• [TASK DIRECTIONS]: From the material below, pull out every line that contains the word "hallway" and copy each one unchanged.

• [RECORD SET]:
___
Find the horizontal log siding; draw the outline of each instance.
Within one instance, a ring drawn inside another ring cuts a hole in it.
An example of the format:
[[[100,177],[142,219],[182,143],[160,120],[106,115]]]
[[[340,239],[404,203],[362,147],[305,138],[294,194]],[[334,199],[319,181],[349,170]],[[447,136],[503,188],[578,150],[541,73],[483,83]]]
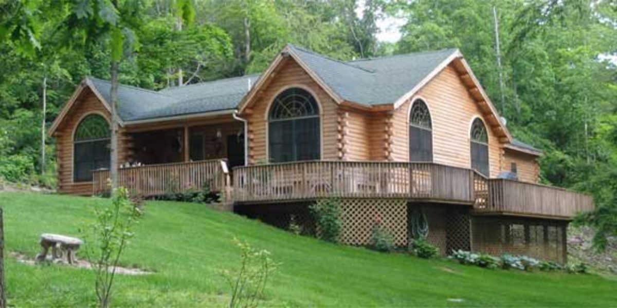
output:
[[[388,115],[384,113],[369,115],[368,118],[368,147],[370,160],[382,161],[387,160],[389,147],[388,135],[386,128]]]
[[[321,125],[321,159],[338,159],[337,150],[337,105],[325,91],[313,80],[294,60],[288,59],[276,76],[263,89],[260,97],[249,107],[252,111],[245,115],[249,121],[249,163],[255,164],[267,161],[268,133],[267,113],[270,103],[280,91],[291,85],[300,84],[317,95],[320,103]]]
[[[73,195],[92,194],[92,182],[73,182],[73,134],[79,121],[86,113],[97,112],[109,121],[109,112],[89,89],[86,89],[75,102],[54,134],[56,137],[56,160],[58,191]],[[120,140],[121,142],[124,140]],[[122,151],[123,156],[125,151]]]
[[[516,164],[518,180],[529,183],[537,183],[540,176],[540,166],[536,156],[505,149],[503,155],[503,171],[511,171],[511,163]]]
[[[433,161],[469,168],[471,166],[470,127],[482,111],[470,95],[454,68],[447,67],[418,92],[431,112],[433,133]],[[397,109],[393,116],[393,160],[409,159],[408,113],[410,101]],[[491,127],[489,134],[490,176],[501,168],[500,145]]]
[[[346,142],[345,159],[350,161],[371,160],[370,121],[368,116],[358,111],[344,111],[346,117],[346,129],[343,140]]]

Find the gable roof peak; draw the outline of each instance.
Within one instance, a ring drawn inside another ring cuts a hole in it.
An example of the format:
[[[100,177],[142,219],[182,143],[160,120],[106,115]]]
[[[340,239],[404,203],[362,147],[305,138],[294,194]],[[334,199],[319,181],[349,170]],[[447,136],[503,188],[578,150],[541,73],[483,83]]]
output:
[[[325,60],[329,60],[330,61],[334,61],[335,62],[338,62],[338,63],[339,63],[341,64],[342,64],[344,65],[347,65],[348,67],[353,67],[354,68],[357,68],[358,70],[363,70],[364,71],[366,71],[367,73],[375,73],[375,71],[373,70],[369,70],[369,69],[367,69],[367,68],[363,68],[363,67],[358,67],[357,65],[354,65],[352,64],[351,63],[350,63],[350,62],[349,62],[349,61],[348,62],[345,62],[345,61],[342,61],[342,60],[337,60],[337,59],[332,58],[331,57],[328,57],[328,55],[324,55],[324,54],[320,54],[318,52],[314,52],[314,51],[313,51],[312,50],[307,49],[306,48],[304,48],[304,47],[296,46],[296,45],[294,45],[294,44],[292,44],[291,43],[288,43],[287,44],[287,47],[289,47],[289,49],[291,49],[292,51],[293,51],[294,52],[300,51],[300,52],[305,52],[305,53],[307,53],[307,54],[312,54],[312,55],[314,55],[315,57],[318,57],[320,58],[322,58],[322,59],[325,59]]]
___
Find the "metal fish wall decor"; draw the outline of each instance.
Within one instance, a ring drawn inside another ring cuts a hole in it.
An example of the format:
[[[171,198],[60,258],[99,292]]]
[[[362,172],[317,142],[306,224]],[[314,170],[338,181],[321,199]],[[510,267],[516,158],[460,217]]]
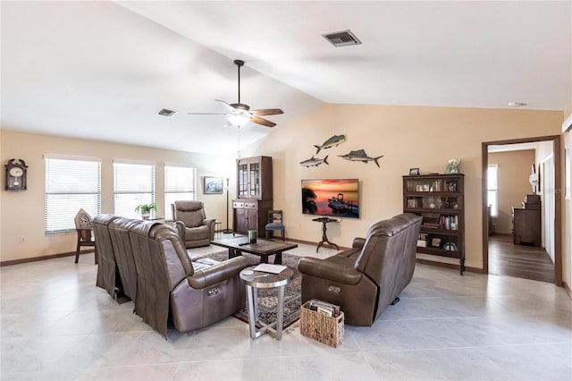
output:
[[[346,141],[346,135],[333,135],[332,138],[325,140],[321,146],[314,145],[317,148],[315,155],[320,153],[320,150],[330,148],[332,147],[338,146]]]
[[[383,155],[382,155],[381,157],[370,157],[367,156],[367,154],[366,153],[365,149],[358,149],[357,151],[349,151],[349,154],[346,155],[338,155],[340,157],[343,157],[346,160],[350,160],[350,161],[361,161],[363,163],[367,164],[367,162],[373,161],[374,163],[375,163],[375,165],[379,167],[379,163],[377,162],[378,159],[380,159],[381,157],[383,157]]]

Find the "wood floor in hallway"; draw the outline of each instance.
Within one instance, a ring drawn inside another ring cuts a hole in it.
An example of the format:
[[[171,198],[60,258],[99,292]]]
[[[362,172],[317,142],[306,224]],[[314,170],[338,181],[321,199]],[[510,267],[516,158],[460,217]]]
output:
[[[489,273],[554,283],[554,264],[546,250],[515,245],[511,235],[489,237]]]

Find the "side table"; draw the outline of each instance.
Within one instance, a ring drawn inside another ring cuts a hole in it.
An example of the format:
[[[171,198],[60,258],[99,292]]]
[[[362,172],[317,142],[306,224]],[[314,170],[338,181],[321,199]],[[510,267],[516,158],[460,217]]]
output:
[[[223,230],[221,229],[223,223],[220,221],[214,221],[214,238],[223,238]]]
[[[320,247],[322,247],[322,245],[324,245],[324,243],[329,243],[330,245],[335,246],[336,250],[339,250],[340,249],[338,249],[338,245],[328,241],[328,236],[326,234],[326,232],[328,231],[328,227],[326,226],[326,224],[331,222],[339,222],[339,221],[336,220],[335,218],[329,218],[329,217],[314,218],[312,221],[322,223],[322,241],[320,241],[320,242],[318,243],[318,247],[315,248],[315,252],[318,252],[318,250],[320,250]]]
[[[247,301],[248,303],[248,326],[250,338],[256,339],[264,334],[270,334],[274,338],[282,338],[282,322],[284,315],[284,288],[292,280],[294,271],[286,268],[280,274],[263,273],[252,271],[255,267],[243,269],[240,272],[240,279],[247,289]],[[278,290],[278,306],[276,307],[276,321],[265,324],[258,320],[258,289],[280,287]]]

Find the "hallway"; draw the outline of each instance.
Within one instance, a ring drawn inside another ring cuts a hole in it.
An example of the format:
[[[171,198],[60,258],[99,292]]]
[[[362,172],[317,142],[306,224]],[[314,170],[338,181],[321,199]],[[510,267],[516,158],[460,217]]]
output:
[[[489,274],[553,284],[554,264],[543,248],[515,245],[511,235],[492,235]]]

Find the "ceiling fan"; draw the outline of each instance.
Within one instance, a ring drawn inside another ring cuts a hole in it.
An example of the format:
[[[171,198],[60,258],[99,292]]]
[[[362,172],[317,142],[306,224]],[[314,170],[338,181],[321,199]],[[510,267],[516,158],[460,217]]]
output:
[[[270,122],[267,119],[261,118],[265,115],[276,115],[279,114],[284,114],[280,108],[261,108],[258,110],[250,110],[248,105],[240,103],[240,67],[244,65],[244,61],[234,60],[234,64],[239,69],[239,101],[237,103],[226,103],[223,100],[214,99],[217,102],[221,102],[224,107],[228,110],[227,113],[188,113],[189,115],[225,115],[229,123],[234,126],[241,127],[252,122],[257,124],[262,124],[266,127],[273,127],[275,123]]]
___
• [EXERCISE OUTPUT]:
Find the "wood floor in hallway"; draw the outline of each instance.
Find the "hallway"; draw the outline of each instance.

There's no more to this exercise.